→ Source material
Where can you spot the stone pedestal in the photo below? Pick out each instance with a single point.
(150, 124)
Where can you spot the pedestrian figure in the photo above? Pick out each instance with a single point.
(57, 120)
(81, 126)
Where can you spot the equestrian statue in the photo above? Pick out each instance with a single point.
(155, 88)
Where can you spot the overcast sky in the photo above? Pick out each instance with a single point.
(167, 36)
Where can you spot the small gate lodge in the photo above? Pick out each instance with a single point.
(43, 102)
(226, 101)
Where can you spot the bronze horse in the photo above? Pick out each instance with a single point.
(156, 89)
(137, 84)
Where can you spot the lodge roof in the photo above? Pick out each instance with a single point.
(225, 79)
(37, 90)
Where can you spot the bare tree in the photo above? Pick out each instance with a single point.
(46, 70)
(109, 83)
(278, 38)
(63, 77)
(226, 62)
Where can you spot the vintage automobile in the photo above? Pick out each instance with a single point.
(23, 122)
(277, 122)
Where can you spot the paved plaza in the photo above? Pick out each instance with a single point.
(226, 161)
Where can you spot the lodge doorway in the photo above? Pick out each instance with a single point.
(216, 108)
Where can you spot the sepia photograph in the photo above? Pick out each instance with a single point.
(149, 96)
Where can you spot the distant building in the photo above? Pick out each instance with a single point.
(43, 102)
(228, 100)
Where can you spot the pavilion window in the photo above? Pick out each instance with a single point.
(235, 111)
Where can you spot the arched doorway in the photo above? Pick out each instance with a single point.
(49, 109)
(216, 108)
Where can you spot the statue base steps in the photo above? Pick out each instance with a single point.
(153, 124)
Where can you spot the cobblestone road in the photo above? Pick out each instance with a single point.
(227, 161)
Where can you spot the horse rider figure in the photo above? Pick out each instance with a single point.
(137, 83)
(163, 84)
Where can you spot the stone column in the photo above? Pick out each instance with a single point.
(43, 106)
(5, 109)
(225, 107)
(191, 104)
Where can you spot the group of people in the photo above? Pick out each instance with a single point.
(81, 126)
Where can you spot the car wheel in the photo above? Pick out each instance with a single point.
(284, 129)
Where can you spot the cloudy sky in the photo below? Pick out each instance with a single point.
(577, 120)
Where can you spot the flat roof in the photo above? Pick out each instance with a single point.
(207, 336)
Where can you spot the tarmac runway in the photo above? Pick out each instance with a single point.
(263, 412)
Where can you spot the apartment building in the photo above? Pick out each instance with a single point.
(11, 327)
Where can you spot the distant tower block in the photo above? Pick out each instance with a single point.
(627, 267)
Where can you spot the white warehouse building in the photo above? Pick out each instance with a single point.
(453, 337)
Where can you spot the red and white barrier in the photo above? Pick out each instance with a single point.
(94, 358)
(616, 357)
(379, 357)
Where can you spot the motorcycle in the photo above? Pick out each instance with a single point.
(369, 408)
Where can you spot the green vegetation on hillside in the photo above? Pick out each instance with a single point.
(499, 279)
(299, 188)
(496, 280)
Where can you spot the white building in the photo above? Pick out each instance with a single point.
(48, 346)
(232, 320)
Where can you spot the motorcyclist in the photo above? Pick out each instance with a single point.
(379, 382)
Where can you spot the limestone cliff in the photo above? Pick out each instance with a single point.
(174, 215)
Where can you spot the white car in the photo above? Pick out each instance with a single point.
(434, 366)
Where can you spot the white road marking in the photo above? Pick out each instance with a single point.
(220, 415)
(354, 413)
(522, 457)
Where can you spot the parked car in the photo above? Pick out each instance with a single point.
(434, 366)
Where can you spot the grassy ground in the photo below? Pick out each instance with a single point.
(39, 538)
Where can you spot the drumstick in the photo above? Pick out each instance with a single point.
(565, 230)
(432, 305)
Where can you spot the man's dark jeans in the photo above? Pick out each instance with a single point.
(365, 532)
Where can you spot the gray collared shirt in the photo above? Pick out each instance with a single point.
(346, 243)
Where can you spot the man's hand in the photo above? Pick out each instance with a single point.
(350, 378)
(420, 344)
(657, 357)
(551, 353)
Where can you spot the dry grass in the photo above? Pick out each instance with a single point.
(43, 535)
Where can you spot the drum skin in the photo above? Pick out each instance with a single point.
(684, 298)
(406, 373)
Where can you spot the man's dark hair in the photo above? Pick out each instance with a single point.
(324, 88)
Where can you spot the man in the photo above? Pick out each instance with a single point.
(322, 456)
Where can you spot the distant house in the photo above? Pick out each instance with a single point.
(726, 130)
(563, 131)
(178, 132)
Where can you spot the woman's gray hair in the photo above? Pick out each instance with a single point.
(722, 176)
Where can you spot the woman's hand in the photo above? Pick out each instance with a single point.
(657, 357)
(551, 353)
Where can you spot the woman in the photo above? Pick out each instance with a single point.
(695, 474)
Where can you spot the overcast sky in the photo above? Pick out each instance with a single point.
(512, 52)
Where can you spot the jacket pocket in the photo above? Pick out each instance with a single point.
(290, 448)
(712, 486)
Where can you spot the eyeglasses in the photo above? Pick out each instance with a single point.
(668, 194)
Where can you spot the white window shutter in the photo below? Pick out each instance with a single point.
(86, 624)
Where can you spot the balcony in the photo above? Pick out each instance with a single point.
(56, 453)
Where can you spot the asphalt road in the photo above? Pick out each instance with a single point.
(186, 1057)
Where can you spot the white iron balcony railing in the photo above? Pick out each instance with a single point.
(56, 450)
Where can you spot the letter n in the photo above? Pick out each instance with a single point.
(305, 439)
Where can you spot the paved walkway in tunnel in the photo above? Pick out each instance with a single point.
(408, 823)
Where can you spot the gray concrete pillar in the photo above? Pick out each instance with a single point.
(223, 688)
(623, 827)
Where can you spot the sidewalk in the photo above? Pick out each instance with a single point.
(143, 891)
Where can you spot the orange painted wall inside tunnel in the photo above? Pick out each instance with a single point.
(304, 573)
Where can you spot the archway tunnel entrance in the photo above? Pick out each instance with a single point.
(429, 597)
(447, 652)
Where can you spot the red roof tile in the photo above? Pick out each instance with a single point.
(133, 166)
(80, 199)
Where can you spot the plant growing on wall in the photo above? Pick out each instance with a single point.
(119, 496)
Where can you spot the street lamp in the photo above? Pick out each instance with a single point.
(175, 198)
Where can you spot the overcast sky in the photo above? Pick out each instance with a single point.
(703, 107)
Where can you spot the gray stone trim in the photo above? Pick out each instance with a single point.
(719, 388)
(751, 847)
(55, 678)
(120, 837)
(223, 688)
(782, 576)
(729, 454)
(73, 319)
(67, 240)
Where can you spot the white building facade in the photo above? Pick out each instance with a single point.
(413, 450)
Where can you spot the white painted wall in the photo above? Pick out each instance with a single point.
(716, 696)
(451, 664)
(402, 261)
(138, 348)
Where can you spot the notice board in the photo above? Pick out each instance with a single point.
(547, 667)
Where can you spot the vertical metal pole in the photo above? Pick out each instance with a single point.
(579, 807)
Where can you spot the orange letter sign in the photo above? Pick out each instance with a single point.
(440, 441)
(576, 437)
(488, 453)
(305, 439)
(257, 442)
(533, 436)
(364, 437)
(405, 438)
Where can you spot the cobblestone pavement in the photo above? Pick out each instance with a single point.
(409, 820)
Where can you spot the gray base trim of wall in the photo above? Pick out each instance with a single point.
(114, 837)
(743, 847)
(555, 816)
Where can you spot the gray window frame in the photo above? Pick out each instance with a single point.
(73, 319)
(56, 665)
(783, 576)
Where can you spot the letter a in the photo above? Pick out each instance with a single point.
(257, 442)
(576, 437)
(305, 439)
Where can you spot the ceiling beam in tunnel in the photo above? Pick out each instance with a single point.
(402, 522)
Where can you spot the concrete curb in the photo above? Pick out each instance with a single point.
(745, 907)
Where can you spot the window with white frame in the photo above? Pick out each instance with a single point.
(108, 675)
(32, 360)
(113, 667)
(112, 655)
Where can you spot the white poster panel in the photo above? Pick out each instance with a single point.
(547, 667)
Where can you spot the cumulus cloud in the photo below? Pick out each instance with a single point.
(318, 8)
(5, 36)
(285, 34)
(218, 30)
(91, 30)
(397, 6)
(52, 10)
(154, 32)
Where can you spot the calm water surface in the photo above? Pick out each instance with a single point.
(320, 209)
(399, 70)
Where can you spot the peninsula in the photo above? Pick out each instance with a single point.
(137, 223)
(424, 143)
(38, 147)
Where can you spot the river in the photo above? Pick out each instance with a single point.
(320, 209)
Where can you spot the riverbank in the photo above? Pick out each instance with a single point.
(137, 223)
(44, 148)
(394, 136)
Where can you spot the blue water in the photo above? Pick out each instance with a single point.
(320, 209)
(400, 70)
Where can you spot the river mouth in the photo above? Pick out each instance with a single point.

→ Objective
Format the rows from the line containing "Where can you spot the concrete" through the final line of the rows, both included, as a JSON list of strings with one string per line and blank lines omitted.

→ Result below
[
  "Where can you spot the concrete curb in the photo above? Pick out each instance with a single point.",
  "(745, 907)",
  "Where can you spot the window with white frame in the photo above? Pick out each instance with a single point.",
  "(108, 675)",
  "(32, 360)",
  "(113, 667)",
  "(112, 655)",
  "Where can you spot the white poster panel in the photo above? Pick out each instance with a single point.",
  "(547, 667)",
  "Where can you spot the cumulus cloud in the photo below? Pick out each instance with a single point.",
  "(318, 8)",
  "(5, 36)",
  "(285, 34)",
  "(218, 30)",
  "(91, 30)",
  "(397, 6)",
  "(52, 10)",
  "(154, 32)",
  "Where can you spot the calm water surface in the photo above? Pick out each instance with a single point.",
  "(320, 209)",
  "(399, 70)",
  "Where can you spot the peninsula in the photo above? Pick out each instance with a single point.",
  "(137, 223)",
  "(424, 143)",
  "(38, 147)",
  "Where can you spot the river in the photo above? Pick out each instance with a single point.",
  "(320, 209)",
  "Where can you spot the riverbank in the photo above? Pick out each instance with a single point.",
  "(137, 223)",
  "(44, 148)",
  "(394, 136)",
  "Where can you spot the blue water in the photo above? Pick out each instance with a single point.",
  "(320, 209)",
  "(400, 70)",
  "Where can you spot the river mouth in the photo above? Pick out each instance with a single point."
]